▶ [WORK REQUIRED] Your response should consist of the entries below, reproduced exactly and without their images.

Region pointing data
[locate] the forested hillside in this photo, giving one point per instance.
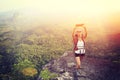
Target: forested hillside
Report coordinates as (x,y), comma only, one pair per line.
(23,52)
(30,49)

▶ [TASK OUTPUT]
[locate] the forested hillside in this photo, giving one point per instance.
Target: forested hillside
Report coordinates as (x,y), comma only, one pair per line.
(23,52)
(30,49)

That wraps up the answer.